:: Input records
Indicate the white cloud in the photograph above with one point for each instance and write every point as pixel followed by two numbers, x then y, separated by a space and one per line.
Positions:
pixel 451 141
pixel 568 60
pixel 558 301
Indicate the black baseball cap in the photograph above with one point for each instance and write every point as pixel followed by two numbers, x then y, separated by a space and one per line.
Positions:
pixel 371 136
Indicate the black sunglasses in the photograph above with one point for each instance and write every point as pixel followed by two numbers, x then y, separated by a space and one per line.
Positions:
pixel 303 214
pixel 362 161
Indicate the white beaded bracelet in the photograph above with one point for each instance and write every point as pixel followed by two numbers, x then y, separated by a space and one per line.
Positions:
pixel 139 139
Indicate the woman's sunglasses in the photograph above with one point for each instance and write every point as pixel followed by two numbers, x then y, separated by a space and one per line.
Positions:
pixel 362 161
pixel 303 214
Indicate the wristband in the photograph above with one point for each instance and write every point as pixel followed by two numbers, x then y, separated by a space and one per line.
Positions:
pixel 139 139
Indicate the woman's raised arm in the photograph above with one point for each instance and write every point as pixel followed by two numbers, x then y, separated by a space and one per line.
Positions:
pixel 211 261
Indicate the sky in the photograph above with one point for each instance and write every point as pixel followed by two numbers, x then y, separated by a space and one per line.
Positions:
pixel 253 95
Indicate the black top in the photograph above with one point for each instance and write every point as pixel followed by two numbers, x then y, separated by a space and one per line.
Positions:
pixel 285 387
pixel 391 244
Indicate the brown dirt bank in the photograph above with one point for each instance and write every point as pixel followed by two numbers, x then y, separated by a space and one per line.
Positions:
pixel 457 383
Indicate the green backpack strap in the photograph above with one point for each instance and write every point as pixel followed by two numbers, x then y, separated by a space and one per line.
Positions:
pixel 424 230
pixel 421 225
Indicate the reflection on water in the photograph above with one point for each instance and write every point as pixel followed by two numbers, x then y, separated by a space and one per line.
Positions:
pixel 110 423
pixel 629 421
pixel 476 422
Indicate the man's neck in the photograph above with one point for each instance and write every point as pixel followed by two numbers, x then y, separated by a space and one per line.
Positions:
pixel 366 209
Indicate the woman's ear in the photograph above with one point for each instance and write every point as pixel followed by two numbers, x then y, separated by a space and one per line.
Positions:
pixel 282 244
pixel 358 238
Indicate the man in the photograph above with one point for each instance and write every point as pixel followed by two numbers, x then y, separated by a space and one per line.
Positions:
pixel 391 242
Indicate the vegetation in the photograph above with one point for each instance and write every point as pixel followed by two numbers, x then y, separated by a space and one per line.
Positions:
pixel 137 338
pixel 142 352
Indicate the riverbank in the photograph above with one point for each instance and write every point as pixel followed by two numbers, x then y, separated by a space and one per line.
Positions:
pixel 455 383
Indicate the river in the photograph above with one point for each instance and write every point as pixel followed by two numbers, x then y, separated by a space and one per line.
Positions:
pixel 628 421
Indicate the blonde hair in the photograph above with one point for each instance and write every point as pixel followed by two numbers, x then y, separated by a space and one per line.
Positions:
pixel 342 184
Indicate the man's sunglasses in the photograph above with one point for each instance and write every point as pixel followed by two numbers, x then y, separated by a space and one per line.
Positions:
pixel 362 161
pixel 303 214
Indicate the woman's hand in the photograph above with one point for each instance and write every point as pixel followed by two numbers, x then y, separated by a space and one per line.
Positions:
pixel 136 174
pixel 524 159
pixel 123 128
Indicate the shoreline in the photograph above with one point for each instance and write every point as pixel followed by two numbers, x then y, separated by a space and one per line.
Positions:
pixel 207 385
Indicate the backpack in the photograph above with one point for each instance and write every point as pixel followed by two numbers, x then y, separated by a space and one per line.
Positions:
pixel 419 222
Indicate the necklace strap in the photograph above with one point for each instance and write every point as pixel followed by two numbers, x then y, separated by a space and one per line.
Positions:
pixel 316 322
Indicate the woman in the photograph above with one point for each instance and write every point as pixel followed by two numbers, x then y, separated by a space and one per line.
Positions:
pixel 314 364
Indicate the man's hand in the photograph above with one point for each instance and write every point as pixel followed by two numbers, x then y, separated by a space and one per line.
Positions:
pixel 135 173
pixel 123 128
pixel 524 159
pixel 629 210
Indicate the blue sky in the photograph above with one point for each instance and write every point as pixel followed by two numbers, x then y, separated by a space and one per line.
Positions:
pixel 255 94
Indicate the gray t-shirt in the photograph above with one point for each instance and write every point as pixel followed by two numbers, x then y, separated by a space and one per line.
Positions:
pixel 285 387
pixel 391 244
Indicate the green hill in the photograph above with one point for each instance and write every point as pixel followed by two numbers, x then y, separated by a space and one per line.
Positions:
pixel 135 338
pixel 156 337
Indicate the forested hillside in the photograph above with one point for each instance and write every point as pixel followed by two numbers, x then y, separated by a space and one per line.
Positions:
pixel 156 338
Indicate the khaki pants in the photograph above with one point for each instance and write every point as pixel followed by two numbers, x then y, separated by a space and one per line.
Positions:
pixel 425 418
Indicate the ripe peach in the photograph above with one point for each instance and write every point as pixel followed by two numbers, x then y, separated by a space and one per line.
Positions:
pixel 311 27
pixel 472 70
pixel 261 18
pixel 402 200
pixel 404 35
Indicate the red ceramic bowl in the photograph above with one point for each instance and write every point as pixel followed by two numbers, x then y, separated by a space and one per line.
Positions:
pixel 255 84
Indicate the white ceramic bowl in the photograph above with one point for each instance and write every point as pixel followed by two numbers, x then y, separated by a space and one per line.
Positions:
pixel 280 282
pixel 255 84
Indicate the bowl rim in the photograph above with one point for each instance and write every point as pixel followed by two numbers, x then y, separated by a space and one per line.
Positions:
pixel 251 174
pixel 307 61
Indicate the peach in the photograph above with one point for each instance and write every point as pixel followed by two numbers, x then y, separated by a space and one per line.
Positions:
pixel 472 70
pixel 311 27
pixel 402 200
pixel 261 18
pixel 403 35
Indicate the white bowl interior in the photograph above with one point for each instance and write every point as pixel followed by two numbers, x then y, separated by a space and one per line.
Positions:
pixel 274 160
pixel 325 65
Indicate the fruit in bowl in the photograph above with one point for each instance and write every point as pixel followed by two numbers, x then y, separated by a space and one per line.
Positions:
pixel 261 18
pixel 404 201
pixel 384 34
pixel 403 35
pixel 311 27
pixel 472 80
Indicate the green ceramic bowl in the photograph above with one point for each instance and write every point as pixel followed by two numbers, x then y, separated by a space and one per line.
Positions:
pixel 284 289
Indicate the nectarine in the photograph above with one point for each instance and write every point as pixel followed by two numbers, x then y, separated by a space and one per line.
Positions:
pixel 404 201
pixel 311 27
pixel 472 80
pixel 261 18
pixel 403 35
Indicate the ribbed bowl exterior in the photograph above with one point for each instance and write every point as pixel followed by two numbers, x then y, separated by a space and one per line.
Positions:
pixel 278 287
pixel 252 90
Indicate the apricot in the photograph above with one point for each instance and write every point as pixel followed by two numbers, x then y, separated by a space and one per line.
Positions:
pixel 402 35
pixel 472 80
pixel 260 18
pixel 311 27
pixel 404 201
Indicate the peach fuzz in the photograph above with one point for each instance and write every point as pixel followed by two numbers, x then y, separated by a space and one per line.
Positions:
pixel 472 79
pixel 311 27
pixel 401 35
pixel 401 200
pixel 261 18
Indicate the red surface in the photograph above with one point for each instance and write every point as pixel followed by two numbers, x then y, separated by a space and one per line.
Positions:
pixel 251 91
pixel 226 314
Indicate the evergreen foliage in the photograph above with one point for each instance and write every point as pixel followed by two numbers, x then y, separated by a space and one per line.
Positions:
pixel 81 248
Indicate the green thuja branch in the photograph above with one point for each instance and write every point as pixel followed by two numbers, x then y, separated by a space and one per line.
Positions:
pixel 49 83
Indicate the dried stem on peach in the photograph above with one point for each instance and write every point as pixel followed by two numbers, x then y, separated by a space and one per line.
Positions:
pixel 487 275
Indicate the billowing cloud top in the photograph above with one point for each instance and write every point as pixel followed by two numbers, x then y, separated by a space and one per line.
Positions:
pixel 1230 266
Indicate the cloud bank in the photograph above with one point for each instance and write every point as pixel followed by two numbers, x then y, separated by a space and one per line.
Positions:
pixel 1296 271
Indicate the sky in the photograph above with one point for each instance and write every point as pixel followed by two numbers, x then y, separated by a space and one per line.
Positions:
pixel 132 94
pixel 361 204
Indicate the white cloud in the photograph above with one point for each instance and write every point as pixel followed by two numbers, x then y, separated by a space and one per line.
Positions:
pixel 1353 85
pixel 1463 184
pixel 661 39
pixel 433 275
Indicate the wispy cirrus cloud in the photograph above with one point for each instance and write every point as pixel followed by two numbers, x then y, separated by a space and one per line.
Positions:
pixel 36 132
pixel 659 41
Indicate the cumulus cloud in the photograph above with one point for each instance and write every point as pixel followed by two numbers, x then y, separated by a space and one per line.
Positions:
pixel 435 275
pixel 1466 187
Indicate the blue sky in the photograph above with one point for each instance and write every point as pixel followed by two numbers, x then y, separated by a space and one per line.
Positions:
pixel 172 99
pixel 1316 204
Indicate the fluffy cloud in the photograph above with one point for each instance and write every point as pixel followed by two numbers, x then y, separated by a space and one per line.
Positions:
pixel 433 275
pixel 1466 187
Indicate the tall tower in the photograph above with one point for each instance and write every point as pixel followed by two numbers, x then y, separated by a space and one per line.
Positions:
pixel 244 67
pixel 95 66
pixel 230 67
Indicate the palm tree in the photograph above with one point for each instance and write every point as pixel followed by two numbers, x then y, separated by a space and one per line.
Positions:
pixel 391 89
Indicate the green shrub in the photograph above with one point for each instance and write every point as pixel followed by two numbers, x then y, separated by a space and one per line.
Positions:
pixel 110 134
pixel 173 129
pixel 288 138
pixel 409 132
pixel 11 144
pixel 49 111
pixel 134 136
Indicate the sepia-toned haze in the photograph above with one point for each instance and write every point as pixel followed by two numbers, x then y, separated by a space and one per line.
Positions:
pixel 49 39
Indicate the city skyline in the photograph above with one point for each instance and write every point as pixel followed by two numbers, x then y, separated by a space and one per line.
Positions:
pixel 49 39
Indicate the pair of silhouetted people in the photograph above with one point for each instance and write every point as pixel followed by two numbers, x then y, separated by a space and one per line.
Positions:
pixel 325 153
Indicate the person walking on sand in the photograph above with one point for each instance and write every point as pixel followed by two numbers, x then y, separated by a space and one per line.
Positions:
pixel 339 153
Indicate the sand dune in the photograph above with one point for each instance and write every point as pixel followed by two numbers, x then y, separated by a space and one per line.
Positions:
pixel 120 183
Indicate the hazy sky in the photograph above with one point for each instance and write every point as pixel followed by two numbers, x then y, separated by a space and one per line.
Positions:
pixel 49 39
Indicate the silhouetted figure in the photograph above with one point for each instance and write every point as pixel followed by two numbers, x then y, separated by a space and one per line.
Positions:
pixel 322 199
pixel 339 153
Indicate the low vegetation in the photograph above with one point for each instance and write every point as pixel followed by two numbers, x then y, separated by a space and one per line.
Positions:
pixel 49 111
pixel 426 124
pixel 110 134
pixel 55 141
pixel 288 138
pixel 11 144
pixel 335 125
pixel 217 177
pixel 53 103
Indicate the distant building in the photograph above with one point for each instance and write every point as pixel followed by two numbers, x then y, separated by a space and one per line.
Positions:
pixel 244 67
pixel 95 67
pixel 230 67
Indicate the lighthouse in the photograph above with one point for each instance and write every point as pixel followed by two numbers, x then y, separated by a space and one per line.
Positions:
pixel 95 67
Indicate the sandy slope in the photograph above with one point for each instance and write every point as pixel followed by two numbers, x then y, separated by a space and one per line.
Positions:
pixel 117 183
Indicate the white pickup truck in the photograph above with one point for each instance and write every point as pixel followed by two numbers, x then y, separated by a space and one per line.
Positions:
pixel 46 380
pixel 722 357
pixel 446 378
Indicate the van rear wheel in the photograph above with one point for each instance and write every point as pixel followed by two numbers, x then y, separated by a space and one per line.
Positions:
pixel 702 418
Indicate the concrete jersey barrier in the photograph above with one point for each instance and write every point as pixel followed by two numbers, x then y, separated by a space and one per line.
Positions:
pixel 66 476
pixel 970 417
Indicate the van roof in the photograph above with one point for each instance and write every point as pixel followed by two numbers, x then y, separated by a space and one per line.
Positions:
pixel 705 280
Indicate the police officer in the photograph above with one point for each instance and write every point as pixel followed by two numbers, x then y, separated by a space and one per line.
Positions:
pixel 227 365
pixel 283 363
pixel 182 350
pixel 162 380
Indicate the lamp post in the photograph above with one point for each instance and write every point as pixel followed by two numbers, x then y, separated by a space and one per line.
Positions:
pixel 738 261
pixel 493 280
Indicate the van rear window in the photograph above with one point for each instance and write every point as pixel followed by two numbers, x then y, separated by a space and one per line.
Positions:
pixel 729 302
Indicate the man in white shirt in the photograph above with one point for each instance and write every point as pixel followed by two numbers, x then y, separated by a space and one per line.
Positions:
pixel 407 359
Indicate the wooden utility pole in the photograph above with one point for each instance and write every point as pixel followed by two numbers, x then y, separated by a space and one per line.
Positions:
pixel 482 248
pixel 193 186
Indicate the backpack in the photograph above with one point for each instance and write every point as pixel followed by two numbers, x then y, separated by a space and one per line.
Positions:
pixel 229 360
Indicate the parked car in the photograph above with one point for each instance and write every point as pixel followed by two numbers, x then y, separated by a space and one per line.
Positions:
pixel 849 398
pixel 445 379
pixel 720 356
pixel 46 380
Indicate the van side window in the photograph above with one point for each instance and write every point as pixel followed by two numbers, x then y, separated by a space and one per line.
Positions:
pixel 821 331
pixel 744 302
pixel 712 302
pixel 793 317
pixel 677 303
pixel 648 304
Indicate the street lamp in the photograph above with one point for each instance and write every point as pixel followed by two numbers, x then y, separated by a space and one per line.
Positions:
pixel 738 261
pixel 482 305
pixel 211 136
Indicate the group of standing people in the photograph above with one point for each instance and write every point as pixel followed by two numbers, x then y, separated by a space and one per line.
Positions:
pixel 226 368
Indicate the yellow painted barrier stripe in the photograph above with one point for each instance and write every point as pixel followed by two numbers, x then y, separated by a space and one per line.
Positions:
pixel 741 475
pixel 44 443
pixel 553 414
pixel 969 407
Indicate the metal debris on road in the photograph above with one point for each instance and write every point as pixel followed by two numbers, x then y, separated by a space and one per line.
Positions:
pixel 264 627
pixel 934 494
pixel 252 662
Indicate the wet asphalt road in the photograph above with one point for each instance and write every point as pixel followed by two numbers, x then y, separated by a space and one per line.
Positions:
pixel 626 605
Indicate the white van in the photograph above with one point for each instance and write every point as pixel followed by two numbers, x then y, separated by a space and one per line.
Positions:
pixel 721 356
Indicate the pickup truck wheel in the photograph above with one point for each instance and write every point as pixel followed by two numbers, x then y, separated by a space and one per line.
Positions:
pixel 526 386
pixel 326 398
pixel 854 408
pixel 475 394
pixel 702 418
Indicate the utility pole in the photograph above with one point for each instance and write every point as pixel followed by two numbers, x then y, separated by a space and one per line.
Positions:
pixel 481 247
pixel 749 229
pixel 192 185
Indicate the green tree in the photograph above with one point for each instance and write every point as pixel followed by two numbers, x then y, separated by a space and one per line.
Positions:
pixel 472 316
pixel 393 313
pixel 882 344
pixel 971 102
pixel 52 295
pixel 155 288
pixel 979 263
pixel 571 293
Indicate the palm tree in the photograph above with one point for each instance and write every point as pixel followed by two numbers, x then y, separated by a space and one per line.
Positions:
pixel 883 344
::::
Format the stretch of the records above from the line containing "Indicate the fluffy" through the line containing "pixel 120 183" as a Markdown table, skipping any blank lines. Use two columns: Row for the row number and Text for the line.

| Row | Text |
|---|---|
| 1 | Indicate the fluffy cloud in the photograph above with one point for each instance and write every point as pixel followed by two numbers, x then y, separated by a space and one per line. |
| 2 | Positions: |
| 3 | pixel 433 275 |
| 4 | pixel 1466 187 |
| 5 | Indicate the tall tower in the photograph above with one point for each instance and write every point as pixel followed by two numbers, x then y, separated by a space and one per line. |
| 6 | Positions: |
| 7 | pixel 244 67 |
| 8 | pixel 95 66 |
| 9 | pixel 230 67 |
| 10 | Indicate the palm tree in the photograph above with one point for each instance and write every point as pixel followed by two numbers, x then y, separated by a space and one per line. |
| 11 | Positions: |
| 12 | pixel 391 89 |
| 13 | Indicate the green shrub in the photograph above with one point for each instance and write every point as pixel followed by two numbers, x then y, separated by a space and one per line. |
| 14 | Positions: |
| 15 | pixel 110 134 |
| 16 | pixel 173 129 |
| 17 | pixel 288 138 |
| 18 | pixel 409 132 |
| 19 | pixel 11 144 |
| 20 | pixel 49 111 |
| 21 | pixel 134 136 |
| 22 | Indicate the sepia-toned haze in the photograph above with one point for each instance and write every point as pixel followed by two numbers, x then y, separated by a space and one per line. |
| 23 | Positions: |
| 24 | pixel 49 39 |
| 25 | Indicate the city skyline in the photograph above with one point for each instance and write every point as pixel followed by two numbers, x then y, separated by a space and one per line. |
| 26 | Positions: |
| 27 | pixel 49 39 |
| 28 | Indicate the pair of silhouetted people in the photograph above with one point for each instance and write every point as pixel followed by two numbers, x then y, separated by a space and one per line. |
| 29 | Positions: |
| 30 | pixel 325 153 |
| 31 | Indicate the person walking on sand in the photograph above with one point for each instance and write every point as pixel followed by two numbers, x then y, separated by a space and one per line. |
| 32 | Positions: |
| 33 | pixel 339 153 |
| 34 | Indicate the sand dune in the photograph above with one point for each instance and write every point as pixel followed by two numbers, x then y, separated by a space and one per line. |
| 35 | Positions: |
| 36 | pixel 120 183 |